**** Excerpt to read

Yes, we are all keenly aware that there’s a small band of loosely connected thugs (al Qaeda), which poses a threat — on some level — to American security.  But don’t even try and muddy that threat with Adolph Hitler imagery — a dictator of an industrial nation that had one of the most powerful militaries in the world; one who bombed and invaded country after country, committing genocide against Jews and other innocents, and who ultimately left over 65 million dead in his wake.  It’s a disingenuous comparison.  The world faces no equivalent threat to Nazi Germany, and this kind of demagoguery has been used far too often — as of late — by disingenuous leaders seeking to justify unnecessary wars.

World War II was a necessary war, but Iraq was not — something he acknowledged, if only by its omission from his speech.  But a continued military escalation in Afghanistan is also unnecessary.  The tragic consequences of neo-con warmongering has all but ensured that exaggerated threats leveled as a run-up to military escalation is only going to fall on deaf ears, and his doing so only undermines America’s ‘new and improved’ image abroad.

2. Obama’s speech then pivoted to a more idealistic discussion on world responsibility — one where all countries are subjected to the same standards:

To begin with, I believe that all nations — strong and weak alike — must adhere to standards that govern the use of force. I — like any head of state — reserve the right to act unilaterally if necessary to defend my nation. Nevertheless, I am convinced that adhering to standards, international standards, strengthens those who do, and isolates and weakens those who don’t. […]

Furthermore, America — in fact, no nation — can insist that others follow the rules of the road if we refuse to follow them ourselves. For when we don’t, our actions appear arbitrary and undercut the legitimacy of future interventions, no matter how justified. […]

Where force is necessary, we have a moral and strategic interest in binding ourselves to certain rules of conduct. And even as we confront a vicious adversary that abides by no rules, I believe the United States of America must remain a standard bearer in the conduct of war. That is what makes us different from those whom we fight. That is a source of our strength. That is why I prohibited torture. That is why I ordered the prison at Guantanamo Bay closed. And that is why I have reaffirmed America’s commitment to abide by the Geneva Conventions. We lose ourselves when we compromise the very ideals that we fight to defend. (Applause.) And we honor — we honor those ideals by upholding them not when it’s easy, but when it is hard. […]

Those who claim to respect international law cannot avert their eyes when those laws are flouted.

********

§ Things to do
**1.** In the commentary on Obama's speech, how many people does the writer say Hitler left dead?
**2.** In the commentary on Obama's speech, list every action Obama names in the quoted sentences that begin "That is why I" or "that is why I."
**3.** Continue the commentary on Obama's speech from the point where it stops.

**** Stored data

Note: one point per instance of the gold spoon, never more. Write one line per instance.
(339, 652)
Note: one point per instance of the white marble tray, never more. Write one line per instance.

********

§ Responses in order
**1.** Over 65 million.

**2.**
- Prohibited torture
- Ordered the prison at Guantanamo Bay closed
- Reaffirmed America's commitment to abide by the Geneva Conventions

**3.**
This one almost made me laugh.  Mr. President, clearly this rings hollow to anyone who’s been following your continued cover up of Bush Administration war crimes and your continuation of indefinite detention.  Hell — let’s put your predecessor’s illegalities (and your cover up and perpetuation of them) aside for a second.  You extend this same “exceptionalism” — this same exemption from international law — to another country: Israel.  Richard Goldstone’s UN Fact Finding Mission on the Gaza Conflict produced a credible, scathing report documenting Israeli and Hamas war crimes.  You, your administration, and the U.S. Congress immediately discarded it outright using flimsy, ridiculous, unsupportable excuses, as if international laws shouldn’t apply to Israel either.

It appears that much of his speech’s positive feedback from the Left has been directed at his placing recognition on the historic role of war in helping to actually foster peace.  He brought up the Balkans as an example.  It’s a legitimate point; there are times when war is absolutely necessary in preserving or restoring peace.  And yes, the U.S. has willfully assumed a great deal of the world’s burden on this front, paying dearly in American lives and treasure.

There are very few who would look back on history and contend that the U.S. should have stayed out of the 2nd World War, or shouldn’t have intervened — the embarrassingly few times we actually did — to stop genocide.  The problem I have is he’s obviously attempting to conflate these noble causes of war with something unrelated: Afghanistan.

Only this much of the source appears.